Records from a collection
[Start of section]

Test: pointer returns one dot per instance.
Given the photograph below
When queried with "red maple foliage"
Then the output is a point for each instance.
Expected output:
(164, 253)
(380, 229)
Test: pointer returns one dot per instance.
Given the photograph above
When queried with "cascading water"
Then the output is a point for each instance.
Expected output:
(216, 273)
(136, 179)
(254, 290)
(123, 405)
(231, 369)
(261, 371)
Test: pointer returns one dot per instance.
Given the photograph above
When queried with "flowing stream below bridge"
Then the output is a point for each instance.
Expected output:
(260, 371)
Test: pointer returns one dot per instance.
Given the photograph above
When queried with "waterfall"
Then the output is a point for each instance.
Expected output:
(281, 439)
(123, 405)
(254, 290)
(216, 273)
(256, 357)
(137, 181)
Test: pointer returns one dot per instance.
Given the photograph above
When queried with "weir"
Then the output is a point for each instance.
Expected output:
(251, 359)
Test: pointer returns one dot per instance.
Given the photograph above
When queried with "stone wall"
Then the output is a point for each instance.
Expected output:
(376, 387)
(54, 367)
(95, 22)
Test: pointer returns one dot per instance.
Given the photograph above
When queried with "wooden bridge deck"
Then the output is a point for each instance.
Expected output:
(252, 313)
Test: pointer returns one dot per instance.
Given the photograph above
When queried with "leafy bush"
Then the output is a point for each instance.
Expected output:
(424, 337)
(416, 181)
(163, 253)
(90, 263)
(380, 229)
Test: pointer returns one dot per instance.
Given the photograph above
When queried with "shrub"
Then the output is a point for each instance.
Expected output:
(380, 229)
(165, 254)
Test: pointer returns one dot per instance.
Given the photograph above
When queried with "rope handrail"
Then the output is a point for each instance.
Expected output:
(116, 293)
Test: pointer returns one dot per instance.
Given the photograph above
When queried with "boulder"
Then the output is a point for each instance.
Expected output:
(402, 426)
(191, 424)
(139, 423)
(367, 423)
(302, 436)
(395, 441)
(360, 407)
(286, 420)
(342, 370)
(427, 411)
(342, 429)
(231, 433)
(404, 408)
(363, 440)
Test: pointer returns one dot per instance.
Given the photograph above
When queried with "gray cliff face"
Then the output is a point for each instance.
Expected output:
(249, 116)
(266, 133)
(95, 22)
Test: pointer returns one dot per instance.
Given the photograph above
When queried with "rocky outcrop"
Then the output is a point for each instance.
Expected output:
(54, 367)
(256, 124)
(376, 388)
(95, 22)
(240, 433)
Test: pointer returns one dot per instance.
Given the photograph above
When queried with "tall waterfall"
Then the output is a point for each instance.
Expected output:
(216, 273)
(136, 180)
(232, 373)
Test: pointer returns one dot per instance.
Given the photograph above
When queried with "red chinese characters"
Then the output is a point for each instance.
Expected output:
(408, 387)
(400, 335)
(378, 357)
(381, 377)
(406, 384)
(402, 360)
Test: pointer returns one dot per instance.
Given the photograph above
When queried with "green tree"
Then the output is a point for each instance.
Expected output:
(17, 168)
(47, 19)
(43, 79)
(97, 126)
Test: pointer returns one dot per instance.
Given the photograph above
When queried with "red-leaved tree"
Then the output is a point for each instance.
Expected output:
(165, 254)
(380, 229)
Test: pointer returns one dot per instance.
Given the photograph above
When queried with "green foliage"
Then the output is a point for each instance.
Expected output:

[End of section]

WHAT TO WORK ON
Wherever the word "bridge" appears in the records above, copy that line.

OUTPUT OF THE TASK
When queried with "flowing stream below bridge"
When queried with "wooden bridge deck"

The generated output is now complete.